■ Task to carry out ■
Please copy out the data below verbatim, starting at its first line and ending with the line that contains "498 616 554 713".

■ Region labeling data ■

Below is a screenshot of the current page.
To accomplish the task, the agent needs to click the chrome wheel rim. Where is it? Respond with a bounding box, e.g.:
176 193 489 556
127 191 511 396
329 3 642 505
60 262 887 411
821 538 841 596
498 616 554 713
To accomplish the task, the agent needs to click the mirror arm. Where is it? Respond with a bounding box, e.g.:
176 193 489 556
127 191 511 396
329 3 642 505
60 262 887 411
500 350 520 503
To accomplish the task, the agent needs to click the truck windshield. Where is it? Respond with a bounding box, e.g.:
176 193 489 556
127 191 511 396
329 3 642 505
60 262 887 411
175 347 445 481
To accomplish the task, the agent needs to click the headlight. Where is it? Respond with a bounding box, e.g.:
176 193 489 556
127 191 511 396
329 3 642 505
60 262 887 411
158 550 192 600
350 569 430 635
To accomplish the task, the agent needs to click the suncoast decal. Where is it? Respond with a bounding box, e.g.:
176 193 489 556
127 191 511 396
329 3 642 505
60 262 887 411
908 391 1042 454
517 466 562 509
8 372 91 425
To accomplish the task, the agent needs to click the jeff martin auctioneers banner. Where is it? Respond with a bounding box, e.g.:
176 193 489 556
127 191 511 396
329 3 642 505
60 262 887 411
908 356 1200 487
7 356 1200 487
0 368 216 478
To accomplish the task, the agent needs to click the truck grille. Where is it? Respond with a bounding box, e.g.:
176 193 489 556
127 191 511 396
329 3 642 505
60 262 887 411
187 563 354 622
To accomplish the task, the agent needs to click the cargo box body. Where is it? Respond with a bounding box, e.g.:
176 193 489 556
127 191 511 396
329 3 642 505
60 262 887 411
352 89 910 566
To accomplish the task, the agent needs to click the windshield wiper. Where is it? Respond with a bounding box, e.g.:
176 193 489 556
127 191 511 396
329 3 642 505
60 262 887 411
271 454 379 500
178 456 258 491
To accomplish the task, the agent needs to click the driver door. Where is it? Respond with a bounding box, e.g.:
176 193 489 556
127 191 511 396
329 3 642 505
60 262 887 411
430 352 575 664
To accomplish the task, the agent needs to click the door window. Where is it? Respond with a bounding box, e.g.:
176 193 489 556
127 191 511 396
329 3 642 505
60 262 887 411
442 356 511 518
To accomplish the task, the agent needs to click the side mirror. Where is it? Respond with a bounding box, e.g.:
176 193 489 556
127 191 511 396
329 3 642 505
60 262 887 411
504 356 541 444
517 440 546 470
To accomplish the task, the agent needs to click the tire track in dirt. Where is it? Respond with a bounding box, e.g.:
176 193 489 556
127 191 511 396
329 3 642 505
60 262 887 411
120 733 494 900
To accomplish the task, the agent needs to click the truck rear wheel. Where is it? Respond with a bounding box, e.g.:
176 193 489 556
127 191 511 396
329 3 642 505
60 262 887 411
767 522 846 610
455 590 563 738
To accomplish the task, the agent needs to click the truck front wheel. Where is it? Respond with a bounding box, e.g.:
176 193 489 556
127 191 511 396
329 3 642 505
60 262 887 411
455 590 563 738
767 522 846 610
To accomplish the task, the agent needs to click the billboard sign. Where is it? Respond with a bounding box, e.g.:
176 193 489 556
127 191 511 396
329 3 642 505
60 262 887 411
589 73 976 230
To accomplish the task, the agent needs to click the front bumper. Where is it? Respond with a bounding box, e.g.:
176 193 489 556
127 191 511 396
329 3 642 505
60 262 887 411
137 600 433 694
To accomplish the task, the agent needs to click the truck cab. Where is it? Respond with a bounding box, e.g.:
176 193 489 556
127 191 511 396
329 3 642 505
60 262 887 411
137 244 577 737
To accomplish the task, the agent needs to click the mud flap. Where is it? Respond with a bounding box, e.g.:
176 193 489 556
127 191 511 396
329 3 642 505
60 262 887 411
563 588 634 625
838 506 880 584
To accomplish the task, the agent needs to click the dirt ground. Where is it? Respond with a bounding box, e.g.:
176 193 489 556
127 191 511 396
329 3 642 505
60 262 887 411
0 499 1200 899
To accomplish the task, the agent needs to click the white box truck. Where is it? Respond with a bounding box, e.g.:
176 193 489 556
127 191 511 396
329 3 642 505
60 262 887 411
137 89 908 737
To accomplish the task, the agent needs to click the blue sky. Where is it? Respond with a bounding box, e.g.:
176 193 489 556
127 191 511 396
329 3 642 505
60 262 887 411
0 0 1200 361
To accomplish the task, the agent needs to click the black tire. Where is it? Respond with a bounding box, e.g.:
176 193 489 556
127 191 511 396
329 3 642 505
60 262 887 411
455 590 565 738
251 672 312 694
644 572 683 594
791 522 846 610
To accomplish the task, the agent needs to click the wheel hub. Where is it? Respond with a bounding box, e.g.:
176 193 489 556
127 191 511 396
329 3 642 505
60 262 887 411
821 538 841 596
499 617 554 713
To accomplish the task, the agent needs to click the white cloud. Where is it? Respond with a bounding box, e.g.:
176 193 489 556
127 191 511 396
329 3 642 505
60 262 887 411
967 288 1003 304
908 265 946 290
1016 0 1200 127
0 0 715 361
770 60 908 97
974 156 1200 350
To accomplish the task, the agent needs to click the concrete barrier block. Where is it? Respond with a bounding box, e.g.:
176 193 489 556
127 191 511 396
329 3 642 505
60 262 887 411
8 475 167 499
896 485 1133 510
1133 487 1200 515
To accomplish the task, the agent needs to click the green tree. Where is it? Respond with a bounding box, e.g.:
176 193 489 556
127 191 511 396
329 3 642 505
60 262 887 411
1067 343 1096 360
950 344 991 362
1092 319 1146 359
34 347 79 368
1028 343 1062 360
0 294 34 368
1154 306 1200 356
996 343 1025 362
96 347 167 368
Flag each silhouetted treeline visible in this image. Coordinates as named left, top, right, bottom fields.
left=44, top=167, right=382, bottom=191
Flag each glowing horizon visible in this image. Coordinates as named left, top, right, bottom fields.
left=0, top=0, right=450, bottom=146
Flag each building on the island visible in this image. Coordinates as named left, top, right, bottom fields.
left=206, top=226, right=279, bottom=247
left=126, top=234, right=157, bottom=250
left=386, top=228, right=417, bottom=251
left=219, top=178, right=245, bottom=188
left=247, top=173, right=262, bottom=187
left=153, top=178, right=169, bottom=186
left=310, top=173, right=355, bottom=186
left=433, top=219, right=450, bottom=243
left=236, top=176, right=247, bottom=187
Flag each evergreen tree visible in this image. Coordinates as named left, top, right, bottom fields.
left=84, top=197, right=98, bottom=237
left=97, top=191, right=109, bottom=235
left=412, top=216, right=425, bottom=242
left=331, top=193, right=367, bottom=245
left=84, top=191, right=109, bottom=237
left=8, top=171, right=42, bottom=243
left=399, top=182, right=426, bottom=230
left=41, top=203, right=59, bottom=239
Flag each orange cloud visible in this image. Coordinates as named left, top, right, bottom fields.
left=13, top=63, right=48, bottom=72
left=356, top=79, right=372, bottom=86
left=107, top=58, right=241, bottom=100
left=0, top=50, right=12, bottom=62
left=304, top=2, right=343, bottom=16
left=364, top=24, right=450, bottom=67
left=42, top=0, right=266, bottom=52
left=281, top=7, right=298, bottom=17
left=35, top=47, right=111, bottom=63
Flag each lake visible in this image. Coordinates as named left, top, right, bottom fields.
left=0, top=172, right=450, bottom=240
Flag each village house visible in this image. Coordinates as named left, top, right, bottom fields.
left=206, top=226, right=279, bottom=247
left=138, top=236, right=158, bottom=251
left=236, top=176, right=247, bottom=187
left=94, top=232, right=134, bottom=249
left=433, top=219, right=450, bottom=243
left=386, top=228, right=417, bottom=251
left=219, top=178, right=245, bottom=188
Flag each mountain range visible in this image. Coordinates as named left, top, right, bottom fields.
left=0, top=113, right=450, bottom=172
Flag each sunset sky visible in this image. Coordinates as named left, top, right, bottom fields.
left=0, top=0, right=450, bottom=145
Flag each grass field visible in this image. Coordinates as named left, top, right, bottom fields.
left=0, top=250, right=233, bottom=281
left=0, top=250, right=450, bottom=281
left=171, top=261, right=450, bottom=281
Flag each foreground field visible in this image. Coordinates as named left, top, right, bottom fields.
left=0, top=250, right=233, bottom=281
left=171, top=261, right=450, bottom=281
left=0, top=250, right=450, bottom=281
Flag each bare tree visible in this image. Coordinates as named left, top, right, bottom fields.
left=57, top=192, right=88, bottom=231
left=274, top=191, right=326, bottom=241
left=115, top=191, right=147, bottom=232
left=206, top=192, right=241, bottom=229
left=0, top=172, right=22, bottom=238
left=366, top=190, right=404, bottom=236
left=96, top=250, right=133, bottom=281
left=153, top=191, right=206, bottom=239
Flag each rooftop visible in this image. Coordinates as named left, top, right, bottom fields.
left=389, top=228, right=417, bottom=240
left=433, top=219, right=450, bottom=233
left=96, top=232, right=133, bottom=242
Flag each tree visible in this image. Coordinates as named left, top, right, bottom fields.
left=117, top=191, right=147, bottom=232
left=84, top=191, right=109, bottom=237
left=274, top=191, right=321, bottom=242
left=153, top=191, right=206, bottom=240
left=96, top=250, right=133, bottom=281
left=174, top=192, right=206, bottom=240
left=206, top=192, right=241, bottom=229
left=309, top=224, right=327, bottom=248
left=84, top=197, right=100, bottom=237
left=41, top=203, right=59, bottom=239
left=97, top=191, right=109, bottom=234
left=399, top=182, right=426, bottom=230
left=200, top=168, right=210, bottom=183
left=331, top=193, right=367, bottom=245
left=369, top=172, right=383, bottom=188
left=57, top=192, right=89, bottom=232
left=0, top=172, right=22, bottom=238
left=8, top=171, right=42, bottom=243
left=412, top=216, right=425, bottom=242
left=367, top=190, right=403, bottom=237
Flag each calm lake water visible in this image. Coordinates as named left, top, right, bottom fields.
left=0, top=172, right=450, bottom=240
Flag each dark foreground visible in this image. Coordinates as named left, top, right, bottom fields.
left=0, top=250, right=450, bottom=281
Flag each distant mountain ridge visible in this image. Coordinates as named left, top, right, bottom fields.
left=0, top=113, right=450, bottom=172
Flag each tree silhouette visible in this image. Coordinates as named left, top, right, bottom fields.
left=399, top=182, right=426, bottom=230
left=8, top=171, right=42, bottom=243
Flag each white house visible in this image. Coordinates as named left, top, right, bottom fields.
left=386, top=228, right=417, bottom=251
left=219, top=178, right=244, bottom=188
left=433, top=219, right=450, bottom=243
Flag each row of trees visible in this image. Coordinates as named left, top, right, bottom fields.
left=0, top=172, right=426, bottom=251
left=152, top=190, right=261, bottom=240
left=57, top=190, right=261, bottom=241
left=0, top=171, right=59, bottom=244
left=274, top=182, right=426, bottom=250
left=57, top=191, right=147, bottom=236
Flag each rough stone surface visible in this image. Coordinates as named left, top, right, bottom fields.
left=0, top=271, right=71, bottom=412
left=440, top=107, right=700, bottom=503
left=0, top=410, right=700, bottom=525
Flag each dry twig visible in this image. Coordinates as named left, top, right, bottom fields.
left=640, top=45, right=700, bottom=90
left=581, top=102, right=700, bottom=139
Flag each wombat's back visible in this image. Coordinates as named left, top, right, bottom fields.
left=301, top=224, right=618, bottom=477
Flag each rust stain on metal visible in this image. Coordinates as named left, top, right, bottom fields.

■ Result of the exercise ■
Below is a screenshot of the current page.
To accomplish the task, the agent needs to click the chrome wheel rim. Where is it? Respond with a bounding box, e.g.:
176 193 489 556
127 191 511 396
329 3 642 505
60 262 887 411
821 538 841 596
498 616 554 713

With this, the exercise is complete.